[GIVEN EXERCISE] Turn the lines of the items starting at the line containing "Annotate the image above for the object class van wheel." and ending at the line containing "[535,407,582,428]", both included, into a JSON list of strings with one string per line and no blank lines.
-- BEGIN INFORMATION GIVEN --
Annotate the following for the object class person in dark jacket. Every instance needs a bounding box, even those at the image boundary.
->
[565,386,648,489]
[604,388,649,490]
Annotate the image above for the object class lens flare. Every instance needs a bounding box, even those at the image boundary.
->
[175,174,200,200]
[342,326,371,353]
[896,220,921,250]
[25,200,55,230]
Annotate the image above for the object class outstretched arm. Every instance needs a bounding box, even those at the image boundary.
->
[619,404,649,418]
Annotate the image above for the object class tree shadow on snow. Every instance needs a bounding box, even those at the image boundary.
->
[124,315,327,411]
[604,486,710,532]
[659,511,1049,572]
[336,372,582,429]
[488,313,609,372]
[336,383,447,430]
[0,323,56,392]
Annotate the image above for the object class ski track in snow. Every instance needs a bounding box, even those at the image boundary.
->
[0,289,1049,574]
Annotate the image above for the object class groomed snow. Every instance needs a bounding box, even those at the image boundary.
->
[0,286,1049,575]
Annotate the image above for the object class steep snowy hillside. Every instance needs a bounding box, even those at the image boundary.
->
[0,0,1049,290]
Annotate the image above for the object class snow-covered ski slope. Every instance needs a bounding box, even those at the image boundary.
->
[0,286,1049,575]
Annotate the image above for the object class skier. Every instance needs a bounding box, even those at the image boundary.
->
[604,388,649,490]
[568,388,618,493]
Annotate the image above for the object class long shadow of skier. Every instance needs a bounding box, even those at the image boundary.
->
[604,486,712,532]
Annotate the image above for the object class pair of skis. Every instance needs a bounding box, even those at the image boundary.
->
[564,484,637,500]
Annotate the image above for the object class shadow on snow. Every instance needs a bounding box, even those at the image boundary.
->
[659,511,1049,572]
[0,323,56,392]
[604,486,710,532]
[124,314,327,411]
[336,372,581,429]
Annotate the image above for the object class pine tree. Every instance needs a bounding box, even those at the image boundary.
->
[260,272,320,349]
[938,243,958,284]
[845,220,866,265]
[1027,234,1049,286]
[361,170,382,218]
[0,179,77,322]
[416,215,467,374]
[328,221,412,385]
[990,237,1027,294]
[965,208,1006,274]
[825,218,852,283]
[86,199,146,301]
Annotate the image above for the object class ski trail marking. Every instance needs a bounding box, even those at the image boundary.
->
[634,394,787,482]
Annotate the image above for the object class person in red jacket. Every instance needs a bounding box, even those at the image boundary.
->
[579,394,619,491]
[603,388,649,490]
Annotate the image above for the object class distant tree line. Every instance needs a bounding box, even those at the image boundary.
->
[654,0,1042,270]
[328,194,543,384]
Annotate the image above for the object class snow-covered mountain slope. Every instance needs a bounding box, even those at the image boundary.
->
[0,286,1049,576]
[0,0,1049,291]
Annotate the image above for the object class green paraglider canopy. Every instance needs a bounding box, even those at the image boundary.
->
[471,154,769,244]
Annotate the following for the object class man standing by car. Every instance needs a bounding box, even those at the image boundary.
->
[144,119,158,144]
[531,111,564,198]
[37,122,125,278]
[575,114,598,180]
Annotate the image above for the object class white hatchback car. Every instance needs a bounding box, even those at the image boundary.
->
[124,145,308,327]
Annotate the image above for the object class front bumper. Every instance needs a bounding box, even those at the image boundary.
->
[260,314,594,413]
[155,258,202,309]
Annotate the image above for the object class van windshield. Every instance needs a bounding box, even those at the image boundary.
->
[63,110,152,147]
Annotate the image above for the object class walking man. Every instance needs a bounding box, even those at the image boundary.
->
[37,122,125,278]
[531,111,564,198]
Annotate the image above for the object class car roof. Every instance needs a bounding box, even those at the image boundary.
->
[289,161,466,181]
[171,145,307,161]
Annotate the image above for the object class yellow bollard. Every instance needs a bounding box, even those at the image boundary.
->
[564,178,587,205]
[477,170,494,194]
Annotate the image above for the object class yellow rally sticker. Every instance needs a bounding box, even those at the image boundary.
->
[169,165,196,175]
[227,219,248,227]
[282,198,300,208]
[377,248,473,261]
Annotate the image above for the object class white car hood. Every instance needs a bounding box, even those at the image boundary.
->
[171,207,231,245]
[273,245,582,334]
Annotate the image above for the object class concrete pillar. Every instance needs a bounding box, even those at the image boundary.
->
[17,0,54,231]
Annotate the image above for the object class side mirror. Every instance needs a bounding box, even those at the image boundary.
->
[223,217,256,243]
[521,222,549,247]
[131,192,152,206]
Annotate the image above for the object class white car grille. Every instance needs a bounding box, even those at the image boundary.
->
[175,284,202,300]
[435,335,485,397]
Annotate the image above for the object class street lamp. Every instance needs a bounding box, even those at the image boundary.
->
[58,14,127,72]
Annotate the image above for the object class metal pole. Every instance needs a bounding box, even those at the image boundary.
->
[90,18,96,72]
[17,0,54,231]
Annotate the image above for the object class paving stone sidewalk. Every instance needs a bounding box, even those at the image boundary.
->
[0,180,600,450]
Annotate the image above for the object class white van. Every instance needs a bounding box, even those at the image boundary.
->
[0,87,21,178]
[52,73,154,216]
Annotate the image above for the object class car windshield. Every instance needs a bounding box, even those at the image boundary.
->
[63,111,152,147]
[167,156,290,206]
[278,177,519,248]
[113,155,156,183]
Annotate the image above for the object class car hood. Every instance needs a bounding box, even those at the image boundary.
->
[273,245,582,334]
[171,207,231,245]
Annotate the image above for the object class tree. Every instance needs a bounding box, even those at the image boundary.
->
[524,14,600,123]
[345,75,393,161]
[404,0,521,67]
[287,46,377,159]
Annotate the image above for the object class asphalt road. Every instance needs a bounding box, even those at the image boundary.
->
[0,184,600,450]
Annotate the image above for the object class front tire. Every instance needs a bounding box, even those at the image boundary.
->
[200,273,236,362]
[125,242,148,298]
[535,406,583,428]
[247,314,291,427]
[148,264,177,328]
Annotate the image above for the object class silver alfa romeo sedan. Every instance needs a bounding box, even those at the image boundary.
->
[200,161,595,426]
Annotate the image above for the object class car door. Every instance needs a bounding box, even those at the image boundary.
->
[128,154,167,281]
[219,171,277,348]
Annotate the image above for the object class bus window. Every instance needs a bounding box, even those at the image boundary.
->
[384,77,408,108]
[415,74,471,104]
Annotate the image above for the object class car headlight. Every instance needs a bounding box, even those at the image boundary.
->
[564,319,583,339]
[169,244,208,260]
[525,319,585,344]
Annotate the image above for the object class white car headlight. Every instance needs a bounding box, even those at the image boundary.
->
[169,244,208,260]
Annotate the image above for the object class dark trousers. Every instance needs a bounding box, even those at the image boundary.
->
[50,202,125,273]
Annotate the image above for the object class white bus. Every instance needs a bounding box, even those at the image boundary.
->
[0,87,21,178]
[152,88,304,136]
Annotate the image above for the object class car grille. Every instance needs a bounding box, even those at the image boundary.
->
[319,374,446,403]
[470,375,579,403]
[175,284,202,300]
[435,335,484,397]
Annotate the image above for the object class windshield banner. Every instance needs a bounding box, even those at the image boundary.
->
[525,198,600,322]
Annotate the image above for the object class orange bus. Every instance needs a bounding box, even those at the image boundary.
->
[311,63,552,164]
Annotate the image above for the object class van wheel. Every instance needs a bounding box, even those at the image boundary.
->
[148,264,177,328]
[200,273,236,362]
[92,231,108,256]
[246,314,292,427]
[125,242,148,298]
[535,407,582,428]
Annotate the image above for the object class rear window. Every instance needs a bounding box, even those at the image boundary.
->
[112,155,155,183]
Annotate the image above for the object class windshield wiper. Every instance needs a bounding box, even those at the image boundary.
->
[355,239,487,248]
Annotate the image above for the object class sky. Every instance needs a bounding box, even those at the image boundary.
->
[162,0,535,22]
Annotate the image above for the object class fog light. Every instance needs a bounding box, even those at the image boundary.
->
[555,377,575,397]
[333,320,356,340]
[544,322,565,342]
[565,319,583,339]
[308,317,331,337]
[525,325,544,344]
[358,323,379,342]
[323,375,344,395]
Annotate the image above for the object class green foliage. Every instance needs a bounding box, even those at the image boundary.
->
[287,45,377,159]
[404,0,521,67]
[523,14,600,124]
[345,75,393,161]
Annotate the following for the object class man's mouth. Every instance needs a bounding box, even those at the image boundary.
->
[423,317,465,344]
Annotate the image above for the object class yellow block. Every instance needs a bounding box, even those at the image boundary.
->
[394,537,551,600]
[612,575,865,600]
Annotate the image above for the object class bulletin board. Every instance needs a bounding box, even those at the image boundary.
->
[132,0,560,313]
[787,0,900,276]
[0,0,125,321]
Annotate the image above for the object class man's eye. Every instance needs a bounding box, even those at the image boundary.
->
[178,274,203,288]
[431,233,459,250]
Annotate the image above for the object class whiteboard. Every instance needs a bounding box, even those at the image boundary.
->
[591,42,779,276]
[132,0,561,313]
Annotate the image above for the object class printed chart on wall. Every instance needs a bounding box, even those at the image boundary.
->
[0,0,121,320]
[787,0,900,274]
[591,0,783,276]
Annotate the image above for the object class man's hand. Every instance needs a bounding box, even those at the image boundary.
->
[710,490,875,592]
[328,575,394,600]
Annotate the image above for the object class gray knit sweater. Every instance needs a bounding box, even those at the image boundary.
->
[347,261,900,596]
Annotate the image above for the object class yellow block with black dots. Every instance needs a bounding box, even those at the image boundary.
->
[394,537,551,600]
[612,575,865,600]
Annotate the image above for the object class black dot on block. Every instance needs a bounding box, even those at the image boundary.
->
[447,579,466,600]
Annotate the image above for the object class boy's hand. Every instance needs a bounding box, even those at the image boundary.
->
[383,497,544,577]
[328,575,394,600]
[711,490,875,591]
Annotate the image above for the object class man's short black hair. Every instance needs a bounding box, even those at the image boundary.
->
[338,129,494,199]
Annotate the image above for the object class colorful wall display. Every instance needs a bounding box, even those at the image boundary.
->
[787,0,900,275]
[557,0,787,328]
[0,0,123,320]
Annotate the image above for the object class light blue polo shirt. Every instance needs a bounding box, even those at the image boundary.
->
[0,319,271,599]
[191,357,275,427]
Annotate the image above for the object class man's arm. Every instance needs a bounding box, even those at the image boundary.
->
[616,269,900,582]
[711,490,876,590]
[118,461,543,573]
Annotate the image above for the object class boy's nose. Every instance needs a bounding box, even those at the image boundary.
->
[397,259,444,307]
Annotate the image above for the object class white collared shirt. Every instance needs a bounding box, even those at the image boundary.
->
-- END INFORMATION GIVEN --
[THE COMPLETED TASK]
[
  "Annotate the image above for the object class van wheel. Every instance needs a bounding box, even those at the image boundary.",
  "->",
  "[148,264,177,328]",
  "[200,273,236,362]",
  "[92,231,108,256]",
  "[246,314,292,427]",
  "[125,242,148,298]",
  "[535,407,582,428]"
]